__Exercise instructions__: Repeat the entries exactly as they appear.

__Data extracts__:
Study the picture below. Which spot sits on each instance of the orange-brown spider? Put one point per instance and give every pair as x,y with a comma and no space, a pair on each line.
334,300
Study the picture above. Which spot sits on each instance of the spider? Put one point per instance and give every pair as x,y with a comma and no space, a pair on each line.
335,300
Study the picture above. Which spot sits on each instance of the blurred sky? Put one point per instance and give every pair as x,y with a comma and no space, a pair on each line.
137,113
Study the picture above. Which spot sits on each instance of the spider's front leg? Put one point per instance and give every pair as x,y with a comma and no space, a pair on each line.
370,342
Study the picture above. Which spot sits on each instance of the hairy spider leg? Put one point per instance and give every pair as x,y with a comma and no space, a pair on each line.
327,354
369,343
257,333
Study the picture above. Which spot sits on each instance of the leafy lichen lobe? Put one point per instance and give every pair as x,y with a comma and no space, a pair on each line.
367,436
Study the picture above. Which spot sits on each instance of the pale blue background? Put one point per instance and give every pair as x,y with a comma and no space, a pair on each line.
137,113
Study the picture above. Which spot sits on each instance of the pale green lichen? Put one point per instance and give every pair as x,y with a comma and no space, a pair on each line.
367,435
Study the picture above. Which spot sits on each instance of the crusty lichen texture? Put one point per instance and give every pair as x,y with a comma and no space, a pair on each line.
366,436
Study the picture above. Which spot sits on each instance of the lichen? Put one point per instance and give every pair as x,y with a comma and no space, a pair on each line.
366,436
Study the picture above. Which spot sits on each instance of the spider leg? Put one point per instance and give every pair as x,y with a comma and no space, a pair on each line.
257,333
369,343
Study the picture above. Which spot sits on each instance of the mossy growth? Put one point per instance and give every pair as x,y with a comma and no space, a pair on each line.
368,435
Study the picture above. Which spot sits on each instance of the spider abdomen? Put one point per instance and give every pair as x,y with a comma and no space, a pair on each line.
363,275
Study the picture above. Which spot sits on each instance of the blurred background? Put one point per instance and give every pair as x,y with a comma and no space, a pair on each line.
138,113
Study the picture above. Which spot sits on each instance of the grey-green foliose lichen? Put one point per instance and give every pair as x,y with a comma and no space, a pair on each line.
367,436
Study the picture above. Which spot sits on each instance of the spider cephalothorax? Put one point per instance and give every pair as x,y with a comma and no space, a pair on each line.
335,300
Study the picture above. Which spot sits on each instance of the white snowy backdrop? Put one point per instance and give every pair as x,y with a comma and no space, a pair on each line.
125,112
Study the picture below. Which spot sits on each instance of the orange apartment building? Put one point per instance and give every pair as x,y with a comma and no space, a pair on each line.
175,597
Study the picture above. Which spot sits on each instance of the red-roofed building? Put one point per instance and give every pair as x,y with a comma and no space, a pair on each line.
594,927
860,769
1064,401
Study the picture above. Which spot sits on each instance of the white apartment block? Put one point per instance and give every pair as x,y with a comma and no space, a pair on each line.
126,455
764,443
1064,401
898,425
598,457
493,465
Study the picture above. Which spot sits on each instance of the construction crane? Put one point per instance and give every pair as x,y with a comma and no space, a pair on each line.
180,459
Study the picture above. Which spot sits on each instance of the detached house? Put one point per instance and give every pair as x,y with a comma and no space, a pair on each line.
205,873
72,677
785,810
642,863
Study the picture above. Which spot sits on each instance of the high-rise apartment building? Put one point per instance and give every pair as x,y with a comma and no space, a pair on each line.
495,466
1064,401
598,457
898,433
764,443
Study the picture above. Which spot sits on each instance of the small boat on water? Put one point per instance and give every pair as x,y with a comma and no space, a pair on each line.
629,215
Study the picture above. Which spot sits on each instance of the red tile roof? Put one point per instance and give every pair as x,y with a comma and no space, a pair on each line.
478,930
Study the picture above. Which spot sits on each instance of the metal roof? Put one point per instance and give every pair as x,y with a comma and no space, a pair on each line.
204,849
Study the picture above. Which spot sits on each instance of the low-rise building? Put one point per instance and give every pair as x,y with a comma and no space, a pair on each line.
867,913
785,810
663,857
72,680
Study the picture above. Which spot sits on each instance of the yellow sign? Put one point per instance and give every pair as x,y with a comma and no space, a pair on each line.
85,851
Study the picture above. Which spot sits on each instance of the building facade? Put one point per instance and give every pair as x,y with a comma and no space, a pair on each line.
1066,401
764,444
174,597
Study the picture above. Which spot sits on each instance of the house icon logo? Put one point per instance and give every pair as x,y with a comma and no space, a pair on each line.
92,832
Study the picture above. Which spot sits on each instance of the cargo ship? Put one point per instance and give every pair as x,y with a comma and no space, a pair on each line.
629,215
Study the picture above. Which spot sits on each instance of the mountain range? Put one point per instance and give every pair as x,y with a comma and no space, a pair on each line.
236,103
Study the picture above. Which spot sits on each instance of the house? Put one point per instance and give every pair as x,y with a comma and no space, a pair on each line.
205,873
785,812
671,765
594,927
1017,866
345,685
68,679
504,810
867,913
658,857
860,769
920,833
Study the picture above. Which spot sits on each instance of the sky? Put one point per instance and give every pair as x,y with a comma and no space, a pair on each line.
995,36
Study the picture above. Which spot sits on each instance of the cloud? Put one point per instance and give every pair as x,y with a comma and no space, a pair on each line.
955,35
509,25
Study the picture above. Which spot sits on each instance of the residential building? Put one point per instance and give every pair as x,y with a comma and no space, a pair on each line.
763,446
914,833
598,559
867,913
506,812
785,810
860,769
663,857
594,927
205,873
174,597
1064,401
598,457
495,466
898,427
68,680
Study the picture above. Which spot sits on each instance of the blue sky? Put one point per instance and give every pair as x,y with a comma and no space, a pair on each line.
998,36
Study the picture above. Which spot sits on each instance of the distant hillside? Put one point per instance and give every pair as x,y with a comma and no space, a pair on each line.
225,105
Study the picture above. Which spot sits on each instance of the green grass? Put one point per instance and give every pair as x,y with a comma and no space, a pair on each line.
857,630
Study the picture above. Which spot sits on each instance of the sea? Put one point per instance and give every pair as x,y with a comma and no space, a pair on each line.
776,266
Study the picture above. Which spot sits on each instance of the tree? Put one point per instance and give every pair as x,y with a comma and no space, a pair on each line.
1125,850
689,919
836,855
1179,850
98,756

__Result of this task__:
Study the picture below. Which spot sits on each instance of the orange-brown spider? Put one point per instance and give every pair as x,y with a comma and no space, a pair on each line.
334,300
Study the picture above. Which spot sits on each instance of the spider? Put one point per instance and give every pair as x,y with a comma and no space, a pair on each line.
335,300
Study the picture above. Which spot sits on each instance of the blurred sky? Put one point per instance and give every pair as x,y with a comma and no space, a pair on each line.
137,113
Study the picture above. Which spot sits on each instance of the spider's front leg? Put one point per instance and give every pair as x,y with a comma and no space, a pair on each line.
370,342
Study the picture above. Which spot sits on each instance of the hairy spider leg? Put one point per instance and give every pair as x,y with a comma and no space, a pair on each line.
327,354
369,343
257,333
Study the picture above. Which spot sits on each instance of the leafy lichen lobe? Put one point per instance and give every pair as x,y with a comma and no space, a pair on each line.
367,436
Study the picture above. Which spot sits on each instance of the pale blue background? Put one point per instance and give every pair as x,y with a comma and no space, a pair on each line.
137,113
Study the picture above. Which spot sits on each instance of the pale green lichen? Put one point per instance and give every pair as x,y with a comma and no space, a pair on each line.
367,435
Study the picture above. Which spot sits on each instance of the crusty lichen texture? Put one point per instance and give every pair as x,y with a comma and no space, a pair on each line.
366,436
Study the picture above. Which spot sits on each instance of the lichen? Put one point per instance and give every pair as x,y with a comma and no space, a pair on each line.
366,436
Study the picture above. Which spot sits on each instance of the spider leg? Put one point per instance and give every pair as x,y with a comma and no space, a pair on each line.
257,333
369,343
Study the picture above. Which spot sits on each instance of the mossy growth? Put one point per instance and give every pair as x,y with a comma and no space, a pair on each line.
368,435
Study the picture above. Which spot sits on each instance of the spider abdomen? Put one point per instance and give every pair as x,y with a comma and no space, a pair on each line.
363,275
Study the picture above. Which spot sits on each instance of the blurred background? Put one point per instance and give every pair as x,y with a comma and no space, a pair on each line.
138,113
Study the picture above. Which spot sits on each instance of the grey-green foliose lichen? Put one point per instance and give every pair as x,y with a comma and no space, a pair on each line.
367,436
Study the picture above. Which spot sits on each instance of the spider cephalothorax? Put one point per instance and give every pair as x,y with a comma and no space, a pair on each line.
335,300
Study the picture above. Which spot sits on each instance of the white snowy backdrop? Put one point per instance and give every pair as x,y with a comma and no space, a pair on each line.
125,112
Study the picture below. Which spot sits on each instance of the orange apartment building? Put one point per instance and give every pair as x,y with a comma and no space, a pair on each line.
175,597
Study the picture above. Which spot sits on each instance of the red-roofed building? Put one point per instance and give every pair as x,y with a comma and no space, a pair on each line.
594,927
860,769
1064,401
Study the picture above. Which spot sits on each instance of the white apartment block? Put one point per instance and give every pair as x,y with a comma and no space, a pair on each line.
126,455
764,443
1064,401
898,425
598,457
493,465
Study the picture above. Which spot sits on each instance of the construction crane? Put one point per instance and give every pair as x,y with a comma and no space, a pair on each line.
180,459
Study the picture above. Which spot sits on each instance of the detached house? Put one point per instance and give every pair as x,y with a comma and no space, a pair on each line.
205,873
72,677
785,810
642,863
Study the picture above. Which spot sits on each instance of the high-rise apartment building? Put one point per instance and give every pair as x,y with a comma and no space, a pair on each line.
495,466
1064,401
598,457
898,433
764,443
Study the picture above. Which spot sits on each instance of the small boat on water? Put one point per instance and give every pair as x,y with a comma and no space, a pair on each line.
629,215
Study the picture above. Which spot sits on each instance of the red tile roof? Put one point per instance and give every pair as x,y with a comma and no space, a pair on each line.
478,930
Study the picture above. Which spot sits on each instance of the metal roof? Put one point per instance and give every pair as x,y with a comma and no space, a pair on each line.
204,849
Study the picture above. Which spot sits on each instance of the low-rise building? Put one point per instance and give every pair as x,y with a comma and no space, a pair on each line.
867,913
785,810
663,857
72,680
Study the picture above. Which spot sits on each instance of the yellow sign? Put one point per instance and give every pair as x,y with a comma and no space, a pair on each line.
85,851
Study the picture above. Which spot sits on each instance of the building facade? Put one point per instance and give every pair as x,y with a comma and no space, a pair on each line.
1066,401
764,444
174,597
Study the picture above. Which spot sits on each instance of the house icon logo? Put one point per instance and give every pair as x,y with a comma and no space, a pair on each line.
92,832
Study the picture above. Which spot sits on each instance of the cargo ship? Put one point per instance and give every pair as x,y with a comma and no space, a pair on each line.
629,215
Study the picture above. Which spot sits on each instance of the mountain range? Put one point per instance and give every pair as x,y with a comma and no space, a pair on each line.
236,103
Study the picture above. Which spot sits on each instance of the house? Put one point per instance and give every pair as x,y with a comma and no space, a pair on each line.
205,873
785,812
671,765
594,927
1017,866
345,685
68,679
504,810
867,913
658,857
860,769
920,833
Study the picture above. Which spot sits on each instance of the sky? Put one point per instance and give every pair as x,y with a comma and no space, a pair on each line.
995,36
Study the picture above. Which spot sits on each instance of the cloud? Put one point per instance and give every pair as x,y with a comma and no space, a pair on each line.
955,35
509,25
Study the picture above. Which spot sits on each instance of the residential building? Put one point per instance and give every pair as x,y with a comma and no space, a pair on each line.
763,446
914,833
598,559
867,913
506,812
785,810
860,769
663,857
594,927
205,873
174,597
1064,401
598,457
495,466
898,427
68,680
Study the picture above. Which spot sits on each instance of the blue sky? Put one point per instance and give every pair as x,y with a comma and no space, a pair on each line.
998,36
Study the picture above. Which spot sits on each instance of the distant hillside? Put one point per instance and give every pair as x,y with a comma and no space, a pair on each line.
225,105
Study the picture above. Which spot sits on each instance of the green grass? Put one point per instance and give every pair as x,y with a comma and no space, a pair on each line.
857,630
Study the picture above. Which spot sits on each instance of the sea? Put one point per instance and give every pair as x,y with a comma and no space, a pair on each line.
776,266
Study the picture above. Which spot sits on each instance of the tree? Put one point per instance and give every pair as x,y with a comma and no space, a pair on each line.
1125,850
689,919
836,855
1179,850
98,756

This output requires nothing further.